Tasks to perform:
1 - Answer these about the post on a failed marriage:
(a) How long did the marriage last?
(b) Where did the kids spend the night when the ex-wife had a bad day at work?
(c) Where were the flowers found the next day?
2 - Extend the post about a failed marriage, picking up after its last sentence.

Extracted text:
%%
Did she truely love me?
Did she truely love me? lost in midland: My ex-wife has been gone for a year. My life has not been the same. Last night we started talking about the kids and it led into our marriage of 13 years. I always had a feeling she was never deep down inside in love with me. Last night my fears came true. She told me she was in love with me at the start but what she really was in love with was getting married. All of her friends were starting to get married. When I met her she was getting over a realationship with her boyfriend I later found out later she called him "the love of her life." I wish I would have know this from the start. this should have been my first clue. My second was: she was having a bad day at work---i mean really bad. So I rushed home, made plans for the kids to spend the night at thier aunt's house. Made steak and lobster, made her a wine and cheese tray, ran her a bath, had 20 lit candels lining the staircase. When she walked in I told her to go up and relax I will be taking care of you tonght. After she got in the bath (w bubbles) I brought her a glass of wine and the cheese tray. I told her I was sorry for the day she had and I hope things get better. Her response was "You want sex don't you". I was crushed and left for awhile, the next day I got her flowers and sent them to her. Later that day I found them in the parking lot.
I know I'm better off with out her I just can't shake the feeling of her infedelity during our marriage and the fact she didn't love me.
%%
Supplied data:
%%
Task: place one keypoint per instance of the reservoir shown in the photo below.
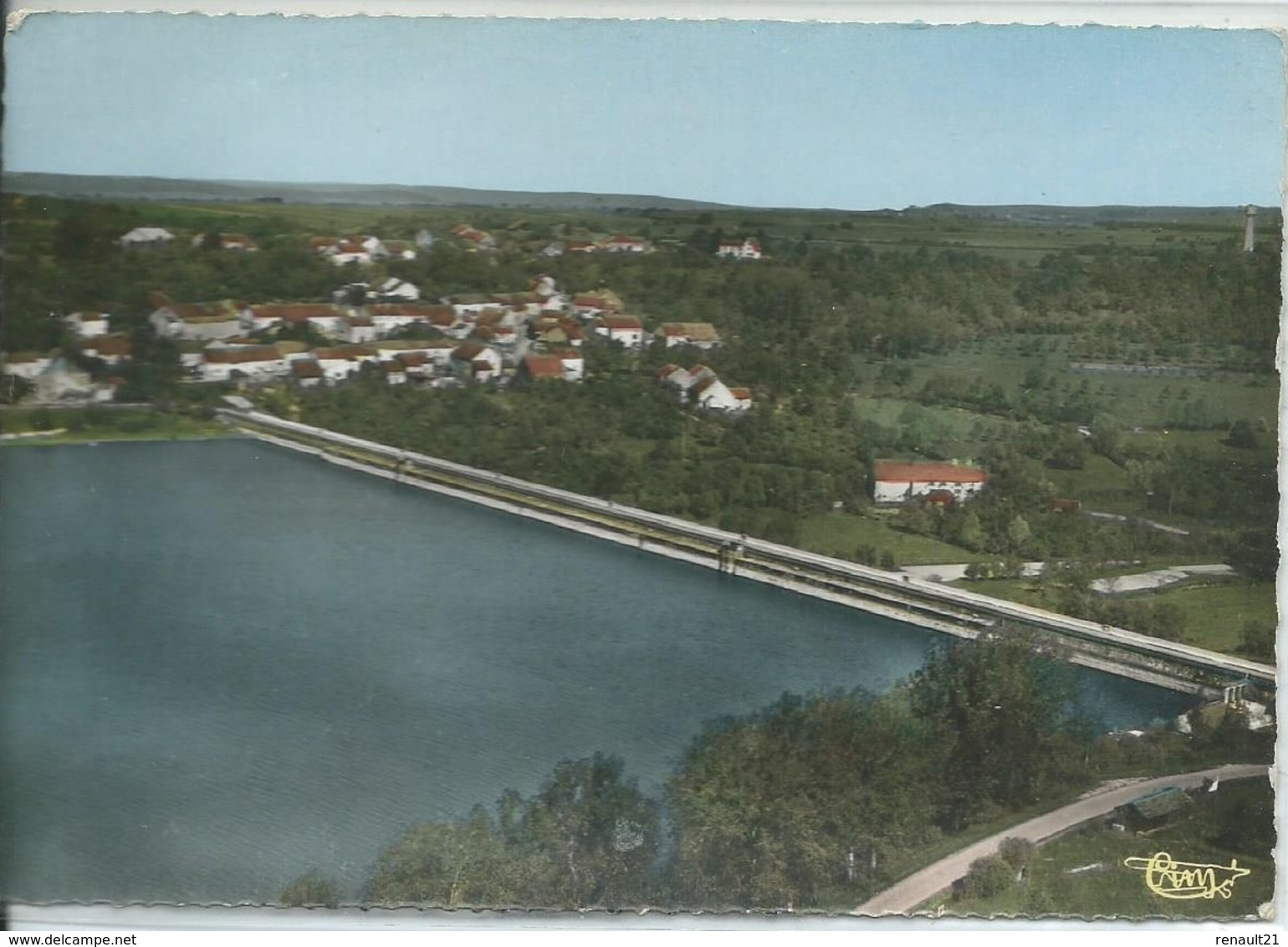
(224, 663)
%%
Per-task answers:
1 -
(a) 13 years.
(b) At their aunt's house.
(c) In the parking lot.

2 -
Any words of wisdom would be GREAT..... Thanks
WhiskeyGirl: Lost.....you were together for 13 yrs, I dont think she was pretending all that time. I could be wrong but mabey its easier for her to move on if she tells herself that she never really loved you. I believe some people just arent capable of the kind of love that others are.....I feel that my ex didnt love me the way I loved him either, his actions show that loud and clear. For the longest time I was stuck, like you, I couldnt let it go, I felt like if I cant make him love me then obviously I am unlovable so nobody will ever love me. It sounds so silly but its actually how I felt. Over time I have realized that, although I still believe my feelings for him were stronger than his were for me, he DID love me, he loved me the best he could and with all he was capable of at the time. It wasn't that I was unlovable but that he just wasnt capable of any more. I am sorry for what your going through. From the sounds of it you were a wonderful husband and she was...... well mabey a tad selfish? It does get better and you DO deserve better....give it time :)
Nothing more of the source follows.